- _TAREA SOLICITADA A_: Según el fragmento seleccionado, ¿qué órgano, además del Consejo General del Poder Judicial, mantiene de forma anómala una mayoría de jueces conservadores?
- _TAREA SOLICITADA B_: Reproduzca del fragmento seleccionado todo el texto comprendido desde «La presente guerra» hasta «artificiosa.».

- _FRAGMENTO SELECCIONADO_:

La presente guerra proviene directamente del «secuestro» del
Consejo General del Poder Judicial por parte del Partido Popular, que se ha
negado reiteradamente a cumplir con la obligación constitucional de facilitar
la renovación de sus miembros, algo que hubiera cambiado su composición (ahora
de mayoría conservadora) y, por ende, la del propio Tribunal Constitucional
(que también mantiene de forma anómala una mayoría de jueces conservadores). En
este sentido, la estrategia del PP ha consistido en chantajear recurrentemente al gobierno,
exigiendo cambios legislativos imposibles, a cambio de facilitar la renovación
de los jueces y obligando, mientras tanto, a prorrogar sus mandatos de forma
artificiosa.
Hasta aquí, los golpes de la lucha política afectaban – pero
solo afectaban – de modo inusualmente enérgico a uno de los pilares del
sistema: el de la rotación del control del ejecutivo sobre el poder judicial
(equivalente al que el poder judicial tiene sobre el ejecutivo). El problema es
que en el asalto visto estos días la pelea ha llegado a quebrar, no sabemos
hasta qué punto, al propio sistema.
Este segundo y peligroso asalto ha comenzado con la acción,
desesperada e insensata, por parte del gobierno, de intentar romper el control
del PP sobre el poder judicial con una artimaña legal poco ortodoxa y por la
vía de urgencia; algo que, dada la trascendencia de lo que se pretendía
reformar, no parece que fuera lo más procedente. Pero esto, que podría quedar
expuesto, con toda normalidad democrática, a una reprobación posterior del
Tribunal Constitucional, ha dado pie, sin embargo, a una reacción aún más
explosiva del PP, que ha pedido a un TC bajo su control que emprenda una medida
tan democráticamente inconcebible (jamás vista, de hecho, ni aquí ni en la UE ) como la de suspender cautelarmente la
discusión y votación de una propuesta de ley (ya aprobada, además, en el
Congreso) por parte de los representantes públicos, «no fuera a ser» que
estos acabaran votando enmiendas poco constitucionales…
Con esta medida, el Partido Popular ha escalado hasta un
extremo peligrosísimo la lucha por destruir a un gobierno que, contra todo
pronóstico, se muestra más correoso, unido y resistente de lo que se preveía.
La escalada consiste en utilizar el control de la cúpula judicial para generar
una inestabilidad política e institucional tan grave que Núñez Feijóo pueda
relanzar su imagen como la alternativa moderada que necesita imperiosamente el
país. Si el valor distintivo de la «marca Feijóo» (frente al extremismo de VOX
y el populismo chocarrero de Ayuso) es el orden y la moderación, no hay más que
crear la necesidad de tales cosas y, para ello, nada mejor que colocar el país
al borde de un colapso que quepa atribuir al «radicalismo de izquierdas».

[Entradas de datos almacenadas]
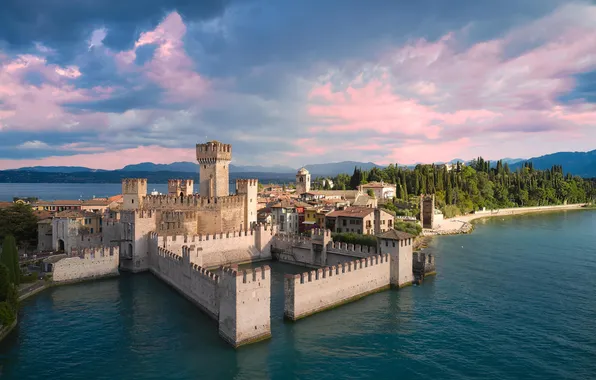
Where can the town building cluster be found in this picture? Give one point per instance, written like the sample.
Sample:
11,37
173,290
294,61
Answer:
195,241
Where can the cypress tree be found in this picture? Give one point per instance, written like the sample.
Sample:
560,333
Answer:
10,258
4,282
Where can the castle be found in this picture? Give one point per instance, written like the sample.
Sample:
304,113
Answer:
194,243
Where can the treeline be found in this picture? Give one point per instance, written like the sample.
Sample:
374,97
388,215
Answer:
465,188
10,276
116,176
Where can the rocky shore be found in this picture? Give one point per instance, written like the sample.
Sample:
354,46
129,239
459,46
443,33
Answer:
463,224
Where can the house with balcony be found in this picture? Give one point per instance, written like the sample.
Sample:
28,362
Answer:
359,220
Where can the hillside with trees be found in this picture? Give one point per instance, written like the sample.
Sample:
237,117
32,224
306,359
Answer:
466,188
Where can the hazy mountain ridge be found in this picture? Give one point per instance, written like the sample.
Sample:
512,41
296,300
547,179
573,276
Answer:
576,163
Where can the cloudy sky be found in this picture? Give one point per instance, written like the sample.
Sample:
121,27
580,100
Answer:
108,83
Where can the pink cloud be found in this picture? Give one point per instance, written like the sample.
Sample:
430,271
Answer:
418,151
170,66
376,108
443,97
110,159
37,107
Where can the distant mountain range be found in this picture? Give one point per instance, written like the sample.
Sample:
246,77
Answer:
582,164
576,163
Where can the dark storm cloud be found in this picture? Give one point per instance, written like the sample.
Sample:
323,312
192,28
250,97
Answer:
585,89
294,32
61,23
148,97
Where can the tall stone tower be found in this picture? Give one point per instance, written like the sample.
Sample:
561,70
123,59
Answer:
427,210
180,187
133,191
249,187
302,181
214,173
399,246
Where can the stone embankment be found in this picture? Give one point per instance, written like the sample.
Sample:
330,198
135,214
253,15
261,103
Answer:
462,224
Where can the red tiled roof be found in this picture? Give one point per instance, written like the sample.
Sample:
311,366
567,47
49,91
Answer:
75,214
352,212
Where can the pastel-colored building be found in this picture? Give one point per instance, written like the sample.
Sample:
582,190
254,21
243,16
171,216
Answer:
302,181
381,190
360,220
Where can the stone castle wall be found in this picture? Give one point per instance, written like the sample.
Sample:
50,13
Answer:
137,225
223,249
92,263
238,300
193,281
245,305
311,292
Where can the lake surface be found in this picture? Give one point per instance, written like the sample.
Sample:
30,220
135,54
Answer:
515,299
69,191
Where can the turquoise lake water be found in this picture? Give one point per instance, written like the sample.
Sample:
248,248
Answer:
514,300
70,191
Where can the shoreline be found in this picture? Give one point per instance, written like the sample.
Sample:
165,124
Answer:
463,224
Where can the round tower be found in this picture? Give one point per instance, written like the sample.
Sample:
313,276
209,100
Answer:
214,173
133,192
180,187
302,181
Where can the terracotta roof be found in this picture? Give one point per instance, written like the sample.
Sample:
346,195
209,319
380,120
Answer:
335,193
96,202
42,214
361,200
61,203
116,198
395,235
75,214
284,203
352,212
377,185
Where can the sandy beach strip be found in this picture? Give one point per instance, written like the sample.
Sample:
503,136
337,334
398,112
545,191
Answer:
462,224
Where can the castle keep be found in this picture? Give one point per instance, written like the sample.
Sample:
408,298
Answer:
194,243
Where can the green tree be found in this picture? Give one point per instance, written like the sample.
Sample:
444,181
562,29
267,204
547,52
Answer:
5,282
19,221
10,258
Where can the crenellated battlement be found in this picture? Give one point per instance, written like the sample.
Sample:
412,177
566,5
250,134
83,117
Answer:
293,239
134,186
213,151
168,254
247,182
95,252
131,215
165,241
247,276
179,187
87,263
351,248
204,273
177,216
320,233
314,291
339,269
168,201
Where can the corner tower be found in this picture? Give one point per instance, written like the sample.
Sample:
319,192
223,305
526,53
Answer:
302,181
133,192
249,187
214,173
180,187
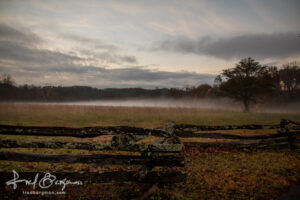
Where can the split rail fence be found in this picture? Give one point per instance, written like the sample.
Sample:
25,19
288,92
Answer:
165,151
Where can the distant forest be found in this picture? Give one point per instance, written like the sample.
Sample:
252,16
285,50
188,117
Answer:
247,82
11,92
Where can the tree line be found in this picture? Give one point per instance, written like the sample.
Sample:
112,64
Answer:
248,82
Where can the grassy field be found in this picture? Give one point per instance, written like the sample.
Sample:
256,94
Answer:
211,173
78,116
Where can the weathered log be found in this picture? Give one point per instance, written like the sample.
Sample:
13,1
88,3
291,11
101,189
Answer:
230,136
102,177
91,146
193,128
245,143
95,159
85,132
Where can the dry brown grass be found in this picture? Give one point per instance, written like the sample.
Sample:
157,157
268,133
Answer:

- _RESULTADO DEL EJERCICIO A_: El Tribunal Constitucional.

- _RESULTADO DEL EJERCICIO B_:
La presente guerra proviene directamente del «secuestro» del
Consejo General del Poder Judicial por parte del Partido Popular, que se ha
negado reiteradamente a cumplir con la obligación constitucional de facilitar
la renovación de sus miembros, algo que hubiera cambiado su composición (ahora
de mayoría conservadora) y, por ende, la del propio Tribunal Constitucional
(que también mantiene de forma anómala una mayoría de jueces conservadores). En
este sentido, la estrategia del PP ha consistido en chantajear recurrentemente al gobierno,
exigiendo cambios legislativos imposibles, a cambio de facilitar la renovación
de los jueces y obligando, mientras tanto, a prorrogar sus mandatos de forma
artificiosa.